The response must contain the complete data, printed exactly.

┄┄┄┄┄┄┄┄┄┄

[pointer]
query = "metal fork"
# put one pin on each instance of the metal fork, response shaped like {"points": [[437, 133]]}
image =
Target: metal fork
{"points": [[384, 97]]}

┄┄┄┄┄┄┄┄┄┄

== Task response ==
[pointer]
query = "metal fork"
# put one pin on each instance of the metal fork, response shaped like {"points": [[437, 133]]}
image =
Target: metal fork
{"points": [[384, 97]]}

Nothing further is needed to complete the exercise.